Sebagai 'bahan dasar' utama dalam reproduksi, sperma tentu haruslah prima dan berkualitas. Namun benih yang dihasilkan para pria ini ternyata cukup sensitif dan mudah dipengaruhi berbagai hal. Salah satu yang diklaim dapat mempengaruhi kualitas sperma pria dewasa adalah kebiasaannya di masa remaja. Benarkah itu?
"Jelas pengaruh, misalnya varikokel (varises pada testis) ada kerusakan di pembuluh darah di testis, salah satunya disebabkan dulu waktu remaja suka olahraga yang banyak menggunakan otot perut misalnya scot jump, sit up atau angkat beban," terang dr Johannes Soedjono, M.Kes., SpAnd., ketika dihubungi detikHealth, seperti ditulis Rabu (9/10/2013).
Spesialis andrologi dari Unit Kesehatan Reproduksi/Andrologi RS AL Dr Ramelan, Surabaya ini pun mengungkapkan jika gaya hidup juga berpengaruh signifikan terhadap kualitas sperma. "Misalnya pengen berotot, selain nge-gym tapi juga minum obat steroid yang bisa meningkatkan hormon testosterone, itu malah akan merusak sperma," katanya.
Padahal menurut dr. Johannes, konsumsi obat steroid mengakibatkan produksi hormone testosteron alami semakin berkurang. Apalagi seiring dengan pertambahan usia, 'pabrik sperma' alias testis itu sendiri lama-lama takkan memproduksi hormon testosterone lagi. Otomatis hal ini menyebabkan produksi sperma juga bakal turun atau bahkan tidak berproduksi sama sekali.

• Rincian Tugas:
Jawablah pertanyaan berikut berdasarkan bacaan tentang kualitas sperma.
1. Apa yang dimaksud dengan varikokel menurut bacaan?
2. Di rumah sakit mana dr Johannes Soedjono bertugas sebagai spesialis andrologi?
3. Apa akibat konsumsi obat steroid terhadap produksi hormon testosteron alami?

• Data yang Dikaji:
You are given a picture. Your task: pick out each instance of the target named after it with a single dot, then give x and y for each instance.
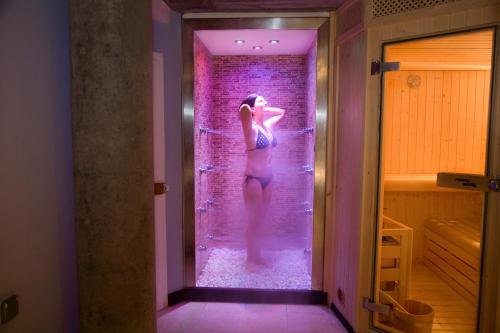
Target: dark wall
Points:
(37, 242)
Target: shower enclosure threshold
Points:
(243, 295)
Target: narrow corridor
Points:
(197, 317)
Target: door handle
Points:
(160, 188)
(465, 181)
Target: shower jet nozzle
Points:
(201, 209)
(307, 169)
(307, 130)
(206, 168)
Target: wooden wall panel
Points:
(435, 121)
(349, 167)
(471, 51)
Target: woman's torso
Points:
(259, 151)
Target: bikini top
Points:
(262, 141)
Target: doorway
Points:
(214, 153)
(435, 118)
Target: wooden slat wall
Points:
(439, 125)
(413, 208)
(470, 50)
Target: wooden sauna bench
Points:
(412, 183)
(395, 264)
(453, 252)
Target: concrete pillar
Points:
(113, 164)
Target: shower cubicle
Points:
(215, 246)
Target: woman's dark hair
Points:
(250, 100)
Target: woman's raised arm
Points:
(246, 118)
(276, 115)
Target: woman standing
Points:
(257, 121)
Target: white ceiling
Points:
(292, 42)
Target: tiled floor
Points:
(248, 318)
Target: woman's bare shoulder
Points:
(245, 108)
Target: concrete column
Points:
(113, 164)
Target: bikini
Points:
(262, 143)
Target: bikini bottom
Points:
(264, 181)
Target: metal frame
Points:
(188, 28)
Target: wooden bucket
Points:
(418, 319)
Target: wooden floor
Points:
(452, 313)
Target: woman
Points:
(257, 121)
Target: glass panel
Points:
(274, 225)
(435, 119)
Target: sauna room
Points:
(435, 120)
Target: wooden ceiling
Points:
(192, 6)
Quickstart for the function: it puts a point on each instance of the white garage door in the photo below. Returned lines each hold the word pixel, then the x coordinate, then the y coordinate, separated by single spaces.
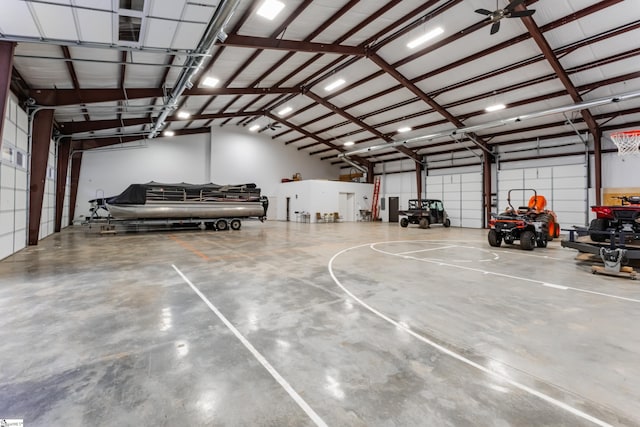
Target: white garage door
pixel 563 186
pixel 461 195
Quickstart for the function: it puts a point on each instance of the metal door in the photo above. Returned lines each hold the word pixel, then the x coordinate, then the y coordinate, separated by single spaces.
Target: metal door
pixel 394 207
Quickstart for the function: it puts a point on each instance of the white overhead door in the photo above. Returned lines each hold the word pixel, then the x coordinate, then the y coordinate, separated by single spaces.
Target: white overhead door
pixel 461 195
pixel 564 187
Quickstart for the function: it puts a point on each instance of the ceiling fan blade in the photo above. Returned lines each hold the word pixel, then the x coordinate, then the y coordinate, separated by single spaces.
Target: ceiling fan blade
pixel 521 13
pixel 513 5
pixel 495 27
pixel 483 11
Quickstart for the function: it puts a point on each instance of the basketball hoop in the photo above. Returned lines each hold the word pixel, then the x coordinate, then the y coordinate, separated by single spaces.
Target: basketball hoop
pixel 628 142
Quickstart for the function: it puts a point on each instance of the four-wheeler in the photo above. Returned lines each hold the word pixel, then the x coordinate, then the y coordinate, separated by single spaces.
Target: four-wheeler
pixel 613 220
pixel 424 212
pixel 532 225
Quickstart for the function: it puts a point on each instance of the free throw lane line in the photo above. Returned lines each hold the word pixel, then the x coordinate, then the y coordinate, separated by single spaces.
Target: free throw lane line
pixel 294 395
pixel 455 355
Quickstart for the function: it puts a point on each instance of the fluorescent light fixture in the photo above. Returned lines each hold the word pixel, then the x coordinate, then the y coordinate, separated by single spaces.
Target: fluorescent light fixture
pixel 495 108
pixel 284 111
pixel 270 9
pixel 334 85
pixel 425 37
pixel 210 82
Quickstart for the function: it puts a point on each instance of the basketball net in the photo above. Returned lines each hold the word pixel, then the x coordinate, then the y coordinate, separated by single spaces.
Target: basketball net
pixel 627 142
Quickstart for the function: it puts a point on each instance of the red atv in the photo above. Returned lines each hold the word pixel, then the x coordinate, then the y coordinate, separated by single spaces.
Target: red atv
pixel 615 220
pixel 533 225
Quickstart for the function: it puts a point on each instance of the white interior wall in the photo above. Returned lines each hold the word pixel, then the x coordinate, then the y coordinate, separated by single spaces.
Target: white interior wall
pixel 48 217
pixel 620 171
pixel 239 156
pixel 13 180
pixel 108 172
pixel 226 156
pixel 322 197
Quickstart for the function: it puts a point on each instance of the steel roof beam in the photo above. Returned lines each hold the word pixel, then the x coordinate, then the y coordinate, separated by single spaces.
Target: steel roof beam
pixel 69 128
pixel 62 97
pixel 292 45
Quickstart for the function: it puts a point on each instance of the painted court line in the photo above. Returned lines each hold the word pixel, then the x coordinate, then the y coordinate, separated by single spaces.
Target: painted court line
pixel 509 276
pixel 426 250
pixel 459 357
pixel 263 361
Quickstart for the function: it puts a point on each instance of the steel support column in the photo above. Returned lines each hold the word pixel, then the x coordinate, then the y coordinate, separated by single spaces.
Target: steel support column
pixel 64 147
pixel 597 165
pixel 486 184
pixel 6 64
pixel 40 140
pixel 76 162
pixel 419 180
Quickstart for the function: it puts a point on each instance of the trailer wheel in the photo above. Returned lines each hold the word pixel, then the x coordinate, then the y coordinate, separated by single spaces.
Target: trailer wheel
pixel 527 240
pixel 494 238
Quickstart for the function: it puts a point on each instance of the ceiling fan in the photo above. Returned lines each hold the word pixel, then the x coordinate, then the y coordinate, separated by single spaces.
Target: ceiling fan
pixel 507 12
pixel 274 126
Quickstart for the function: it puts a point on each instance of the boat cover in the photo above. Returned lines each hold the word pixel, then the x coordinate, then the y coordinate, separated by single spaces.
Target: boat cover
pixel 138 194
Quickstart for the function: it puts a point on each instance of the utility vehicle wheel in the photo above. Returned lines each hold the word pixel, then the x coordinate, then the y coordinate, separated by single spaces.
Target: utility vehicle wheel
pixel 527 240
pixel 494 238
pixel 542 242
pixel 598 224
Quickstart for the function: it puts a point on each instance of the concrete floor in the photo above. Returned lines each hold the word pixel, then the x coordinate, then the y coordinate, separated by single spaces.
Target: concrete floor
pixel 290 324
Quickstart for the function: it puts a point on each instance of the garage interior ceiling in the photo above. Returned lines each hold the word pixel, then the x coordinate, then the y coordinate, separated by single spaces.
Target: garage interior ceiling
pixel 110 68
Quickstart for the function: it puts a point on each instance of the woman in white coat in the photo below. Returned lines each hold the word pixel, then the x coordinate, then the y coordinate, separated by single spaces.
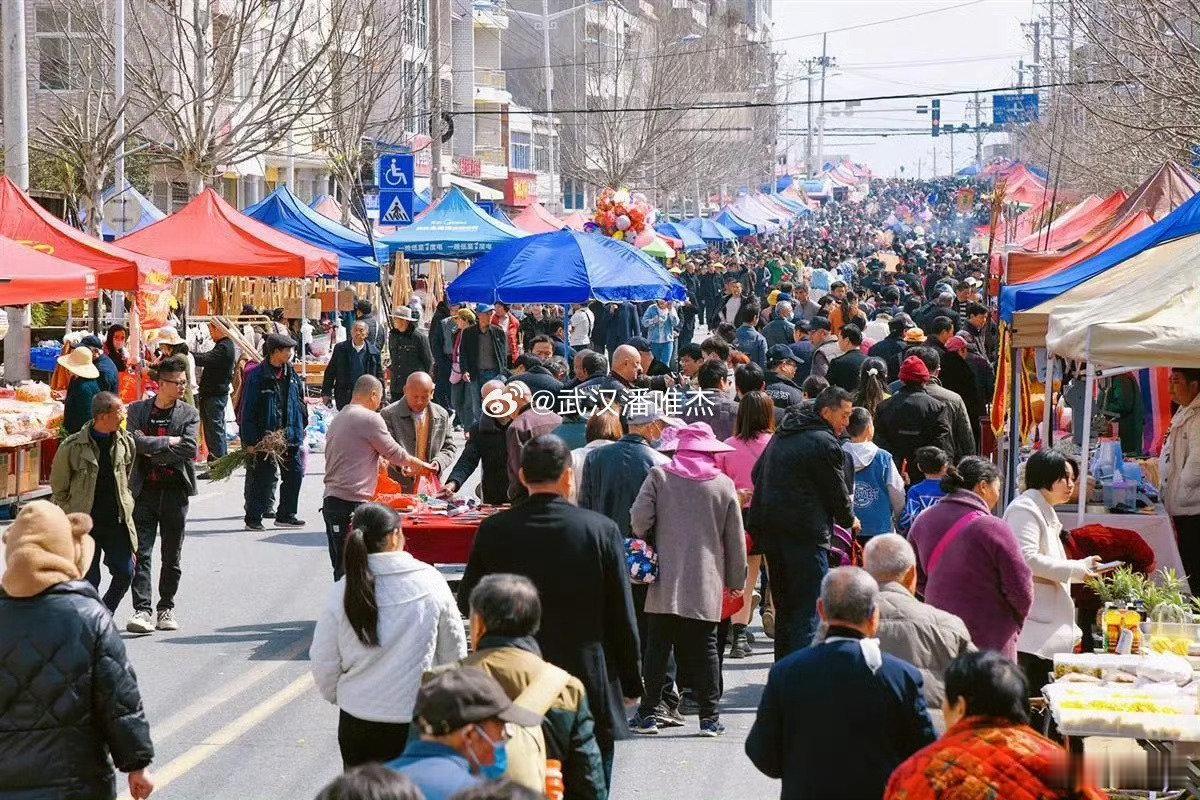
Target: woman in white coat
pixel 388 621
pixel 1050 625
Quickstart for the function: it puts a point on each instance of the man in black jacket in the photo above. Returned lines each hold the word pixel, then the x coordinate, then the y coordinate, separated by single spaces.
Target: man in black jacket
pixel 69 693
pixel 801 492
pixel 349 361
pixel 408 347
pixel 576 559
pixel 216 378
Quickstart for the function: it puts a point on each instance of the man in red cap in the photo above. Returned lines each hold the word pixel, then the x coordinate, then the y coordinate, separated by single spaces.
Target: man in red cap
pixel 911 419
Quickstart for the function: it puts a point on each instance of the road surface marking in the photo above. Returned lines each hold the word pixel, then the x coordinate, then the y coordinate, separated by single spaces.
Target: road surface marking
pixel 189 714
pixel 228 734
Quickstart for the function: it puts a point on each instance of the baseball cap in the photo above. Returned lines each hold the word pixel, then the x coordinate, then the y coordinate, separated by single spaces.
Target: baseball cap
pixel 459 697
pixel 640 343
pixel 781 353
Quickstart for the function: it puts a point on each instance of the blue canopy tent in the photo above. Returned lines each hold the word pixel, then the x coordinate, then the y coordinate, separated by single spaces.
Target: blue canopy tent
pixel 733 223
pixel 453 228
pixel 283 211
pixel 689 238
pixel 142 210
pixel 565 266
pixel 711 230
pixel 1185 221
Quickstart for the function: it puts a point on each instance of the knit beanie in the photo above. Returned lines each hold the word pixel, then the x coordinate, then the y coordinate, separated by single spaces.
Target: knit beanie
pixel 913 371
pixel 43 547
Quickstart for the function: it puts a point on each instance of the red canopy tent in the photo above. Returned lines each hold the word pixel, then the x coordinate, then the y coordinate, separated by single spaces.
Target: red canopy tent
pixel 115 268
pixel 209 238
pixel 576 221
pixel 537 220
pixel 33 276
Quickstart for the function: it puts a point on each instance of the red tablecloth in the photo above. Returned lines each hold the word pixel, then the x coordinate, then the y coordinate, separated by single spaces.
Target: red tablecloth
pixel 436 539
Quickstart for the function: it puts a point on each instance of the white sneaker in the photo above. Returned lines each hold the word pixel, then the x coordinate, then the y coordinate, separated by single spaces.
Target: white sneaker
pixel 141 623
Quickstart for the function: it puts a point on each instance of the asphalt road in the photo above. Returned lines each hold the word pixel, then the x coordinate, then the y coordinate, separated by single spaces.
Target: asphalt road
pixel 233 709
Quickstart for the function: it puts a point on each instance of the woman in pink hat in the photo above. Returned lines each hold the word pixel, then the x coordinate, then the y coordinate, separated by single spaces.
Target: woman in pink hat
pixel 689 510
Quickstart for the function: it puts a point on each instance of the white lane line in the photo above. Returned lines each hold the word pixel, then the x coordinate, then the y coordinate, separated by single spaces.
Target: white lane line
pixel 228 734
pixel 189 714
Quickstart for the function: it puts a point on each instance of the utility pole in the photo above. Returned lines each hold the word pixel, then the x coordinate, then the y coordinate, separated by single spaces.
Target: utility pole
pixel 978 136
pixel 436 100
pixel 549 79
pixel 16 134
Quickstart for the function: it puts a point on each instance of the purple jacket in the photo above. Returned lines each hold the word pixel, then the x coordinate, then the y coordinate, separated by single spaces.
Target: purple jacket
pixel 982 576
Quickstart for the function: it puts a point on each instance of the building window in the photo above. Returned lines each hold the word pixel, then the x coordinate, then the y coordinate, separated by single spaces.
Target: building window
pixel 541 152
pixel 521 157
pixel 64 53
pixel 574 196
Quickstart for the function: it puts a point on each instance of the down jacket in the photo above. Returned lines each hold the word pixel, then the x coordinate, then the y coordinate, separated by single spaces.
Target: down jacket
pixel 69 698
pixel 925 637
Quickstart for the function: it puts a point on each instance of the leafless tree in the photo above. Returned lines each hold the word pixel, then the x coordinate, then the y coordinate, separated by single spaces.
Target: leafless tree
pixel 226 80
pixel 378 76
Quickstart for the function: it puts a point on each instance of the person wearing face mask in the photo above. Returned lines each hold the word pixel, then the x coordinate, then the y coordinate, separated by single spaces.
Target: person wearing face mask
pixel 989 749
pixel 576 559
pixel 971 563
pixel 462 715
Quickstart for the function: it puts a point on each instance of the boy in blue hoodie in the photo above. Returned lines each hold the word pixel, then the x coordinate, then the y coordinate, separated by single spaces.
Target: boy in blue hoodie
pixel 933 463
pixel 879 488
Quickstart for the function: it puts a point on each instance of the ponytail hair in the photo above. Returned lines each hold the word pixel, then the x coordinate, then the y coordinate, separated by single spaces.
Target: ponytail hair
pixel 969 474
pixel 370 527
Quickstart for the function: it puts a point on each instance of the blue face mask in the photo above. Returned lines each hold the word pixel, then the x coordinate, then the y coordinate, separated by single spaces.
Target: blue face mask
pixel 499 765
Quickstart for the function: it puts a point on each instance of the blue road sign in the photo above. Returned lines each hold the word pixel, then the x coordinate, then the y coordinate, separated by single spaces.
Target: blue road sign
pixel 1014 109
pixel 394 173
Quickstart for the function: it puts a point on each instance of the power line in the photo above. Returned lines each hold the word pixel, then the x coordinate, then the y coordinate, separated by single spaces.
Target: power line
pixel 723 48
pixel 768 103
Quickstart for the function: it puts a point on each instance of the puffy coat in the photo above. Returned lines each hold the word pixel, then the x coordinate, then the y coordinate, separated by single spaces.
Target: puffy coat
pixel 983 757
pixel 925 637
pixel 909 420
pixel 69 698
pixel 801 488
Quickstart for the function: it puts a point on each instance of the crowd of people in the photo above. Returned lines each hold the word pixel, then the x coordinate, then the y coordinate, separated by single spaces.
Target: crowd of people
pixel 819 458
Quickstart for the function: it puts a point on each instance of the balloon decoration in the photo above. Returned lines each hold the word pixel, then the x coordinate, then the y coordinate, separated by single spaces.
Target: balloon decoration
pixel 624 216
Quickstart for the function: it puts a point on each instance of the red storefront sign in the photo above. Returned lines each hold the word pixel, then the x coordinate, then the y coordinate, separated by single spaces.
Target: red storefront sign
pixel 520 190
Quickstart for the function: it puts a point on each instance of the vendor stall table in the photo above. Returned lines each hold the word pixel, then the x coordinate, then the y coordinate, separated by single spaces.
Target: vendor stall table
pixel 438 539
pixel 1156 529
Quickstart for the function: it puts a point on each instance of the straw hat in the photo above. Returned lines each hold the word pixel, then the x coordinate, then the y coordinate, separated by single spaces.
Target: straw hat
pixel 78 362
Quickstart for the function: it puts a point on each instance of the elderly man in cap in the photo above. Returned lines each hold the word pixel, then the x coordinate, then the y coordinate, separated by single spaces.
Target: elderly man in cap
pixel 349 361
pixel 408 348
pixel 463 717
pixel 273 400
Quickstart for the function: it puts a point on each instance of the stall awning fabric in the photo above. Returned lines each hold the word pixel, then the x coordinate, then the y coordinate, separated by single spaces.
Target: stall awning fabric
pixel 115 266
pixel 736 224
pixel 208 238
pixel 1183 221
pixel 564 266
pixel 690 239
pixel 711 230
pixel 283 211
pixel 30 276
pixel 453 228
pixel 537 220
pixel 1140 313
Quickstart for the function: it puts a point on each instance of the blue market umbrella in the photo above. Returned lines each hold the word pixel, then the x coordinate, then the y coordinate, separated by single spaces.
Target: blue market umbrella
pixel 564 266
pixel 711 230
pixel 689 238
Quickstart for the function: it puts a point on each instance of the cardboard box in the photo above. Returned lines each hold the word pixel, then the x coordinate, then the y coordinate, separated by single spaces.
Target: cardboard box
pixel 293 307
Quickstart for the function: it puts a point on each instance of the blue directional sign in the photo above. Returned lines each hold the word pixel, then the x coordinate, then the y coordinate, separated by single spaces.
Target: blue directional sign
pixel 1014 109
pixel 394 173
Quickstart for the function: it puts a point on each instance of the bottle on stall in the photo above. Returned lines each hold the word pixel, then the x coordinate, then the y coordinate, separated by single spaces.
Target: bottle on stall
pixel 555 787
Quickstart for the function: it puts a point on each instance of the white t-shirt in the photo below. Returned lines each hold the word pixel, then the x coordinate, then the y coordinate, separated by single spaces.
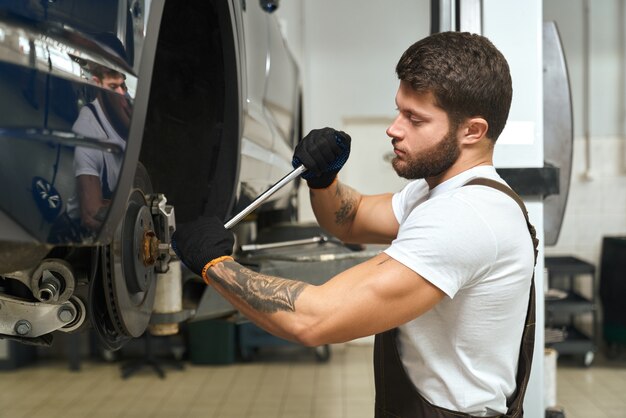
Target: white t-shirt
pixel 91 161
pixel 472 243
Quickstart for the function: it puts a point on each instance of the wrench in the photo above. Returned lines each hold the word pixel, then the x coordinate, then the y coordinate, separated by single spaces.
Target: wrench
pixel 263 197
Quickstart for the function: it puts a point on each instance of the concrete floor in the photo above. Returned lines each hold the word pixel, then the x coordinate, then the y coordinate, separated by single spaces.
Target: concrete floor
pixel 284 383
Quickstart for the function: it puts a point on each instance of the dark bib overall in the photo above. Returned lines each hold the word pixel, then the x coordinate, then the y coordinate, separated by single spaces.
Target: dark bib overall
pixel 396 396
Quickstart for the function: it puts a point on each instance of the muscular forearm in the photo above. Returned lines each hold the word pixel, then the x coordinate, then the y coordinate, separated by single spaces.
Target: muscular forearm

• Jawaban Latihan:
1. Varikokel adalah varises pada testis.
2. Di Unit Kesehatan Reproduksi/Andrologi RS AL Dr Ramelan, Surabaya.
3. Produksi hormon testosteron alami semakin berkurang.